Given records:
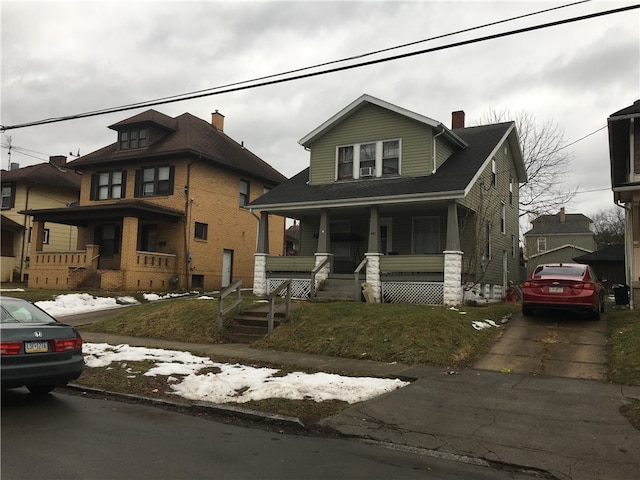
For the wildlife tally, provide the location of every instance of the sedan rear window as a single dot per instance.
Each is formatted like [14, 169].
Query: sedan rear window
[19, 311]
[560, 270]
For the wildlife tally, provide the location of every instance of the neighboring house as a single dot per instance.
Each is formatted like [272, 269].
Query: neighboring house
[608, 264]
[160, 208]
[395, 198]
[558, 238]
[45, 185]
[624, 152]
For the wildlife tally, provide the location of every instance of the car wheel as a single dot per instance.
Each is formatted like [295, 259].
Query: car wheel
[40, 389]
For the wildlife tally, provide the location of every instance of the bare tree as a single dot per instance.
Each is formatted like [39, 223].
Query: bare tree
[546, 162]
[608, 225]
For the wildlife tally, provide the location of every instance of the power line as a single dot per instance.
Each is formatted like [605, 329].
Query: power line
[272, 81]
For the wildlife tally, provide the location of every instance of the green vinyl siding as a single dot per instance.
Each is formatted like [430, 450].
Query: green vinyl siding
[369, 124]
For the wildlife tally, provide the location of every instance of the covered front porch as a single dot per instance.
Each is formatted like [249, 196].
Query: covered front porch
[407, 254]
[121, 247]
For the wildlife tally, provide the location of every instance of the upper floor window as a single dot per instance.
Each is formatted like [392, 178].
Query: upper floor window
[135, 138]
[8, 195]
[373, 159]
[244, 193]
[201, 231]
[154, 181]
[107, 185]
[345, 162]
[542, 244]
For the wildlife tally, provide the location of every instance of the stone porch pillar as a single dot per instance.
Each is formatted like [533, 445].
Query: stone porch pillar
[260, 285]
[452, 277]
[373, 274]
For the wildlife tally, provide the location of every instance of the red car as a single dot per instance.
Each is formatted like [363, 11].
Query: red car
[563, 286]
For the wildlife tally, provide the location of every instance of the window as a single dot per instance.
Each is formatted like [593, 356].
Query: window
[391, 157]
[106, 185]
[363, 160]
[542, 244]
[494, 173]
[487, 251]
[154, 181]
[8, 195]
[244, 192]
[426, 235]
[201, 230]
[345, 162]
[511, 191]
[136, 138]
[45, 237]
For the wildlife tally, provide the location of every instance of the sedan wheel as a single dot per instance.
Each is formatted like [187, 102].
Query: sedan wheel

...

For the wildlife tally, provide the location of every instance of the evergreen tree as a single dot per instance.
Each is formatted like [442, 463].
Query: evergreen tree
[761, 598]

Exercise directions: Copy out the lines of the records word for word, from the line with "siding as a single dot per instance." up to and including the line with "Query: sedan wheel".

The response:
For the wildlife tally, provide the location of every instance of the green vinyl siding as a single dot per instance.
Each is formatted like [430, 450].
Query: green vinyl siding
[369, 124]
For the wildlife tally, provide the location of every instance of the covered front porch as a single dot per instance.
Each is formatted like [249, 196].
Query: covered front porch
[407, 254]
[121, 247]
For the wildlife tally, provide the location of every instance of the upper floor window as a single dot per instance.
Each is formatted like [392, 178].
Query: upper floor window
[135, 138]
[8, 195]
[373, 159]
[244, 193]
[201, 231]
[154, 181]
[107, 185]
[345, 162]
[542, 244]
For the wildlife tally, provide the location of every instance of the stone porch pillar as a single dot per instance.
Each is formatted like [533, 445].
Query: stone porch pillar
[260, 285]
[452, 277]
[373, 274]
For the wildlife tally, provide the location of every instance of the red car as a single dot per instance.
Each is formatted like [363, 11].
Query: red car
[563, 286]
For the wildlife tally, provide the location of every instance of the window as a single dot per instance.
Each is formatted like [593, 356].
Query: window
[391, 157]
[106, 185]
[363, 160]
[542, 244]
[494, 173]
[487, 251]
[154, 181]
[8, 195]
[244, 192]
[426, 235]
[201, 230]
[345, 162]
[511, 191]
[136, 138]
[45, 237]
For the wildlife tally, provide the location of every instance of the sedan wheel as a single dot per instance.
Each is formatted like [187, 102].
Query: sedan wheel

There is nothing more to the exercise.